--- begin ---
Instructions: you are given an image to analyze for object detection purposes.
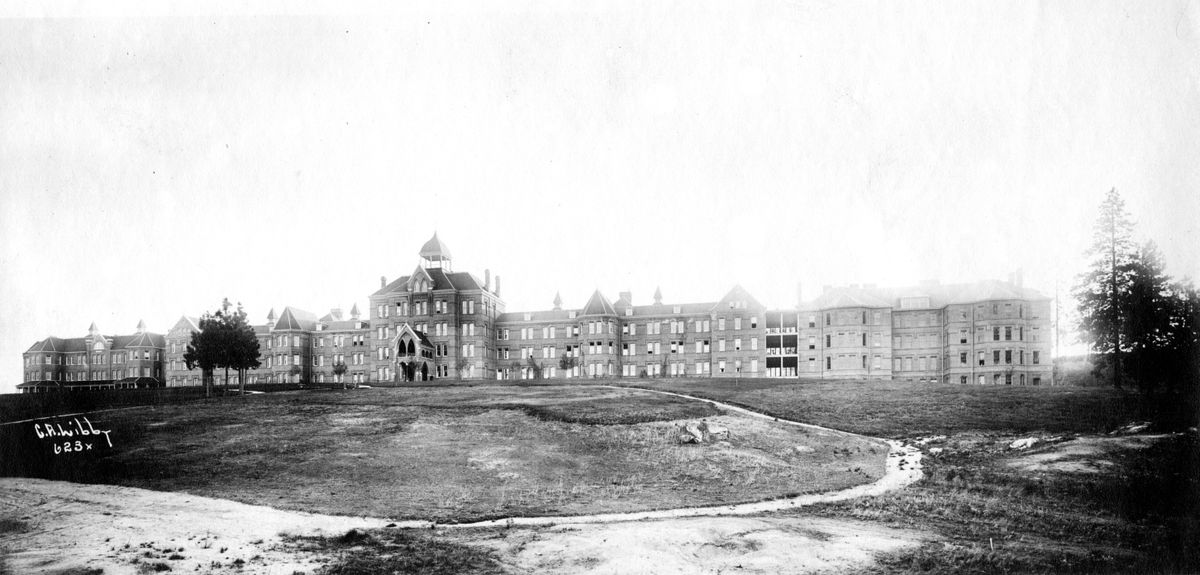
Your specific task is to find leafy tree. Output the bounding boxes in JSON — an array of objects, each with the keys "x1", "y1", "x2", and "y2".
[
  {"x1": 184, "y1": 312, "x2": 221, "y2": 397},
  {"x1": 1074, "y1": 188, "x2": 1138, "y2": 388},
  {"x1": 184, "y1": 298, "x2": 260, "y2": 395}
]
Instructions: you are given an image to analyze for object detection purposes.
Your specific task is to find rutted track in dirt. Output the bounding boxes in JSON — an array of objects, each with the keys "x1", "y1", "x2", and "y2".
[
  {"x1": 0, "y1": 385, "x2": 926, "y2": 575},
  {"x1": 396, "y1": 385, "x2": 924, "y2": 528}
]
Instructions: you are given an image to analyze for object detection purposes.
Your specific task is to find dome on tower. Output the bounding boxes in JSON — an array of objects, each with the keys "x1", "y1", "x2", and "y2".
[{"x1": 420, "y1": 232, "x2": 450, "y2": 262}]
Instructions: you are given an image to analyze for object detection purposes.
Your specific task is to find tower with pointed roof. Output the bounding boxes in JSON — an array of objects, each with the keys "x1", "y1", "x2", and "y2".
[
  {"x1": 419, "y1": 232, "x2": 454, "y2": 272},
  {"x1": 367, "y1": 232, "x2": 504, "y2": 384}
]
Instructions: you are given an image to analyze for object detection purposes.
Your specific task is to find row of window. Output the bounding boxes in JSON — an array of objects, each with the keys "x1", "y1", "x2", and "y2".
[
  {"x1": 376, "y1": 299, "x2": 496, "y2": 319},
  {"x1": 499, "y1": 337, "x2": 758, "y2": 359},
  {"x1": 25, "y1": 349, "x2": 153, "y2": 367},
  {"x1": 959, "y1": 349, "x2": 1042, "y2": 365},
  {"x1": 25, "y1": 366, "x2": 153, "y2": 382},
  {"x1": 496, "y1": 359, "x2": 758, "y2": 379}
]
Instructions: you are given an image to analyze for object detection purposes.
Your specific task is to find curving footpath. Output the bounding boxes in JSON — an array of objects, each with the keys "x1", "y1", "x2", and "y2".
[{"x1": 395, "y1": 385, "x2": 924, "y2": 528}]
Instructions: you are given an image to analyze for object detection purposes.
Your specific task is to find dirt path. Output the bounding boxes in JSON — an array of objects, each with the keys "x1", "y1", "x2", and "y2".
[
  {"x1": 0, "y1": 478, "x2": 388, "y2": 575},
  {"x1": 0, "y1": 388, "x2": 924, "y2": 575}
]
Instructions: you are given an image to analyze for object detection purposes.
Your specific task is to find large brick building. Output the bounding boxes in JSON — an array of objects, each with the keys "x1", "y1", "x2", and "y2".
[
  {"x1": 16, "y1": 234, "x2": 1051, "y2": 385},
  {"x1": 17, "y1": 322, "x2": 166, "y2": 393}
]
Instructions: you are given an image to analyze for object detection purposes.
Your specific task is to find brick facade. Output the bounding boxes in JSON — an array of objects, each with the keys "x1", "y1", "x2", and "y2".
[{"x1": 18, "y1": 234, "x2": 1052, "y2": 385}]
--- end ---
Your task is to copy the entries in full and exactly, without any images.

__TASK OUTPUT__
Instructions: you are given an image to analyze for object detection purposes.
Your specific task is to find leafy tree. Output the bounding boxes in JSON — an array of objects, each with the keys "x1", "y1", "x2", and "y2".
[
  {"x1": 184, "y1": 312, "x2": 221, "y2": 397},
  {"x1": 1074, "y1": 188, "x2": 1138, "y2": 388},
  {"x1": 184, "y1": 298, "x2": 260, "y2": 395}
]
Instructions: you are given an image to analyze for object detection purposes.
Your specific task is to find rutted track in dirt. Output the bounding boxes in JSON — an array of objects, each with the keys "x1", "y1", "x2", and "y2".
[
  {"x1": 0, "y1": 385, "x2": 926, "y2": 575},
  {"x1": 396, "y1": 385, "x2": 924, "y2": 528}
]
Instructions: you are given an image to analyze for object detection purposes.
Your specific task is to find dome on tower. Output the bounding boxes in JSON — an array of objects, each with the keys "x1", "y1", "x2", and "y2".
[{"x1": 420, "y1": 232, "x2": 450, "y2": 262}]
Instructions: you are given an image to analyze for object detection purposes.
Your specific task is to find tower with pointed roof. Output the bounding boxes in JSON — an array of objects, each with the keys "x1", "y1", "x2", and "y2".
[
  {"x1": 419, "y1": 232, "x2": 454, "y2": 272},
  {"x1": 367, "y1": 232, "x2": 504, "y2": 384}
]
Instructions: you are given an image to analyze for object detection purposes.
Your specific task is to find row of window. Output the bounding boxes in JSON — an array of objects, each with the keys "x1", "y1", "x2", and "y2".
[
  {"x1": 376, "y1": 299, "x2": 496, "y2": 319},
  {"x1": 499, "y1": 337, "x2": 758, "y2": 359},
  {"x1": 25, "y1": 349, "x2": 153, "y2": 367},
  {"x1": 959, "y1": 349, "x2": 1042, "y2": 365},
  {"x1": 25, "y1": 366, "x2": 153, "y2": 382},
  {"x1": 496, "y1": 359, "x2": 758, "y2": 379}
]
Instructions: you are given an image to analyze for object detection purposes.
Your specific task is to find curving footpath. Output the bounding boxes in JSON — an array of objects, each with the keys "x1", "y1", "x2", and "y2".
[{"x1": 395, "y1": 385, "x2": 924, "y2": 528}]
Instructions: you are given an image to analyze for object detection purposes.
Your specific task is to find dirt path. Output the bounding boxes in JSON — an array of objects, each with the keys "x1", "y1", "x2", and "y2".
[
  {"x1": 0, "y1": 478, "x2": 388, "y2": 575},
  {"x1": 0, "y1": 388, "x2": 924, "y2": 575}
]
Instructions: you are given an image to analyze for object detection purposes.
Your specific task is to find large brick building. Output the bounding boxes in JSON — an array of objects, each with the keys "x1", "y1", "x2", and "y2".
[
  {"x1": 16, "y1": 234, "x2": 1051, "y2": 385},
  {"x1": 17, "y1": 322, "x2": 166, "y2": 393}
]
Instructions: you are given an image to analyze for object detection purposes.
Your specific task is to find brick facade. Output the bounding boxes in JSON — an array of objects, each with the keys "x1", "y1", "x2", and "y2".
[{"x1": 18, "y1": 234, "x2": 1052, "y2": 385}]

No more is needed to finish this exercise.